YOUR GOAL |
Turn every line of all the rows below into a Markdown table with two columns, No. for the line number and Text for the line itself, and skip blank lines. Leave the pictures out of the table.
┌──
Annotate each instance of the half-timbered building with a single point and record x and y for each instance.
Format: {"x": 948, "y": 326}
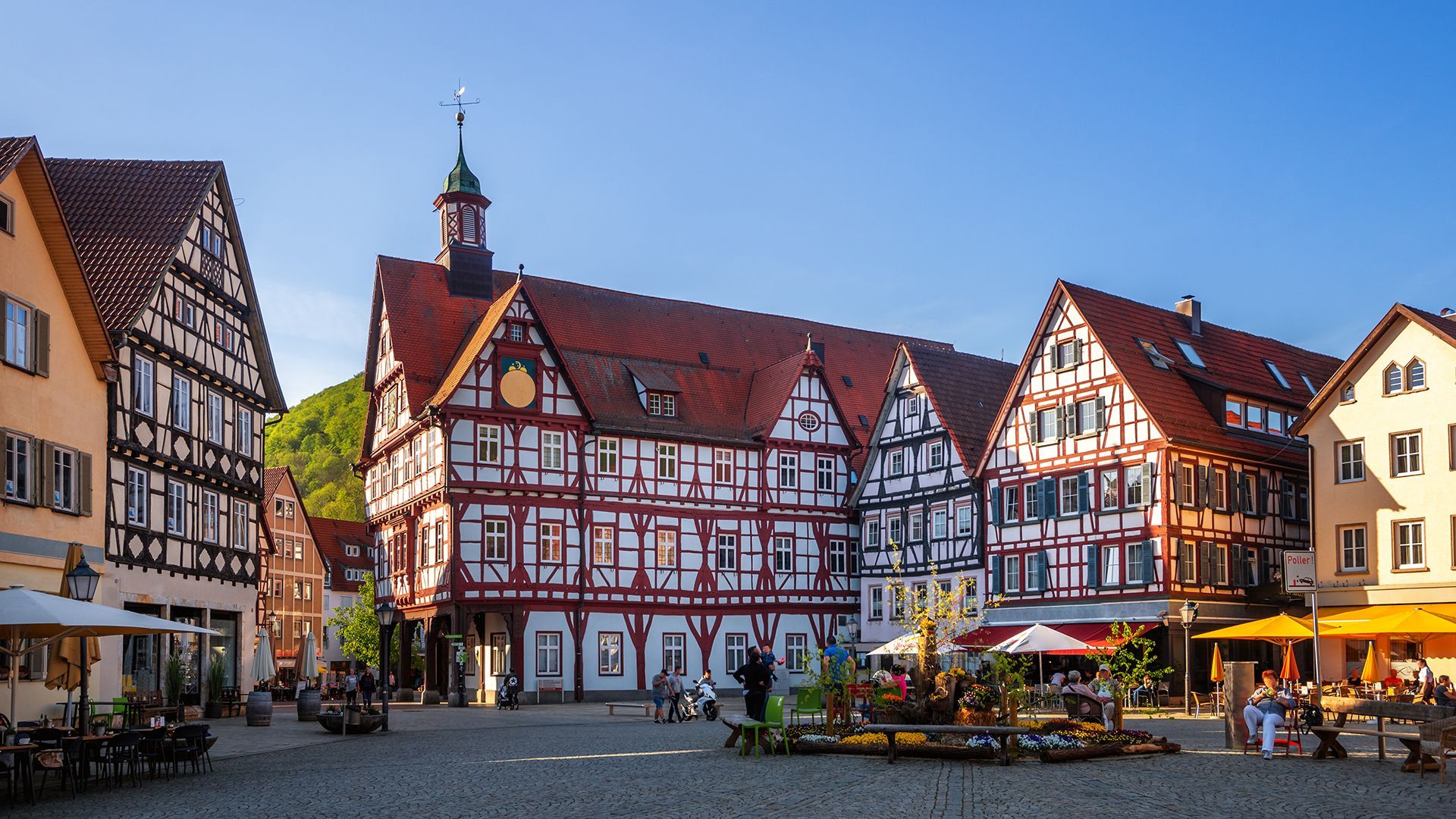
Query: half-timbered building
{"x": 921, "y": 499}
{"x": 595, "y": 484}
{"x": 1144, "y": 458}
{"x": 161, "y": 248}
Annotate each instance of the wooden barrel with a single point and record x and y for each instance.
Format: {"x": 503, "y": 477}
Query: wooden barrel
{"x": 309, "y": 706}
{"x": 259, "y": 708}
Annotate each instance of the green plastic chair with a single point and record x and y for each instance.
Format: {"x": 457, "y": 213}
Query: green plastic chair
{"x": 808, "y": 704}
{"x": 774, "y": 719}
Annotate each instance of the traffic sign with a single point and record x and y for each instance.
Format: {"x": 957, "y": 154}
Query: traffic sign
{"x": 1299, "y": 572}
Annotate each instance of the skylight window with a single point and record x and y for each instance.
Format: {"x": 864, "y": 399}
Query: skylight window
{"x": 1277, "y": 375}
{"x": 1190, "y": 354}
{"x": 1158, "y": 359}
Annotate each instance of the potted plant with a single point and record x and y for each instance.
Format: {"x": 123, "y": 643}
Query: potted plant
{"x": 216, "y": 676}
{"x": 174, "y": 679}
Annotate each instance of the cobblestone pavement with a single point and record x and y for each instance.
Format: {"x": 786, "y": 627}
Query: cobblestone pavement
{"x": 576, "y": 761}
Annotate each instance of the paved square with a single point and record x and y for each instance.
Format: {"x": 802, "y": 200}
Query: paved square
{"x": 576, "y": 761}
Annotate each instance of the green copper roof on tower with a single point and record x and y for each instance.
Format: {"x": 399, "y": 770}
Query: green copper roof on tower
{"x": 460, "y": 177}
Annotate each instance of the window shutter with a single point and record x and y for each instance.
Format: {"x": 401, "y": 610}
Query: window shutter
{"x": 44, "y": 455}
{"x": 83, "y": 482}
{"x": 41, "y": 349}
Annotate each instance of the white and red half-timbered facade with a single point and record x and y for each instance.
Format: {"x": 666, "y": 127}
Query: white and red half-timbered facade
{"x": 588, "y": 485}
{"x": 1144, "y": 460}
{"x": 921, "y": 499}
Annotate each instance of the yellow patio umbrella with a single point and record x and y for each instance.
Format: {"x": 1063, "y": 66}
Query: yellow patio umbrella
{"x": 64, "y": 668}
{"x": 1367, "y": 673}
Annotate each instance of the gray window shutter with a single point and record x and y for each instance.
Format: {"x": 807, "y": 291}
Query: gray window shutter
└──
EXERCISE RESULT |
| No. | Text |
|---|---|
| 1 | Annotate each instance of the half-timbered building with a single point and record x and y for each instance. |
| 2 | Format: {"x": 948, "y": 326} |
| 3 | Query: half-timbered building |
| 4 | {"x": 921, "y": 499} |
| 5 | {"x": 595, "y": 484} |
| 6 | {"x": 1144, "y": 458} |
| 7 | {"x": 161, "y": 248} |
| 8 | Annotate each instance of the wooden barrel with a single point and record x and y for each instance. |
| 9 | Format: {"x": 503, "y": 477} |
| 10 | Query: wooden barrel |
| 11 | {"x": 309, "y": 706} |
| 12 | {"x": 259, "y": 708} |
| 13 | Annotate each instance of the green plastic chair with a single point and record x and y for each instance. |
| 14 | Format: {"x": 457, "y": 213} |
| 15 | Query: green plastic chair |
| 16 | {"x": 808, "y": 704} |
| 17 | {"x": 774, "y": 719} |
| 18 | Annotate each instance of the traffic sign with a single point and record x and y for each instance. |
| 19 | Format: {"x": 957, "y": 154} |
| 20 | Query: traffic sign |
| 21 | {"x": 1299, "y": 572} |
| 22 | Annotate each instance of the skylight window with a single point and record x and y for each instance. |
| 23 | Format: {"x": 864, "y": 399} |
| 24 | Query: skylight window |
| 25 | {"x": 1277, "y": 375} |
| 26 | {"x": 1190, "y": 354} |
| 27 | {"x": 1158, "y": 359} |
| 28 | Annotate each instance of the potted plant with a single point and record x and y for each instance. |
| 29 | Format: {"x": 123, "y": 643} |
| 30 | Query: potted plant |
| 31 | {"x": 216, "y": 676} |
| 32 | {"x": 174, "y": 679} |
| 33 | Annotate each instance of the cobblestone pavement with a single point and record x and y for each instance. |
| 34 | Format: {"x": 786, "y": 627} |
| 35 | Query: cobblestone pavement |
| 36 | {"x": 576, "y": 761} |
| 37 | Annotate each instance of the paved square with a single point and record x and y for each instance. |
| 38 | Format: {"x": 802, "y": 200} |
| 39 | Query: paved square |
| 40 | {"x": 576, "y": 761} |
| 41 | Annotate each instance of the green copper roof on tower with a single point and record x and y for each instance. |
| 42 | Format: {"x": 399, "y": 770} |
| 43 | Query: green copper roof on tower |
| 44 | {"x": 460, "y": 177} |
| 45 | Annotate each instance of the window shutter with a single point and record x and y for each instance. |
| 46 | Format: {"x": 401, "y": 610} |
| 47 | Query: window shutter |
| 48 | {"x": 44, "y": 455} |
| 49 | {"x": 83, "y": 482} |
| 50 | {"x": 41, "y": 349} |
| 51 | Annotate each instance of the white and red half-timbered facade with a single point and record x and y for each instance. |
| 52 | Format: {"x": 666, "y": 127} |
| 53 | Query: white and red half-timbered facade |
| 54 | {"x": 588, "y": 485} |
| 55 | {"x": 1144, "y": 460} |
| 56 | {"x": 921, "y": 499} |
| 57 | Annotate each instance of the yellow patio umbrella with a single point and record x and y for each instance. |
| 58 | Format: {"x": 1063, "y": 66} |
| 59 | Query: yellow patio umbrella |
| 60 | {"x": 64, "y": 668} |
| 61 | {"x": 1367, "y": 673} |
| 62 | Annotate each instance of the gray window shutter with a single point and record x and y for each instance. |
| 63 | Format: {"x": 807, "y": 291} |
| 64 | Query: gray window shutter |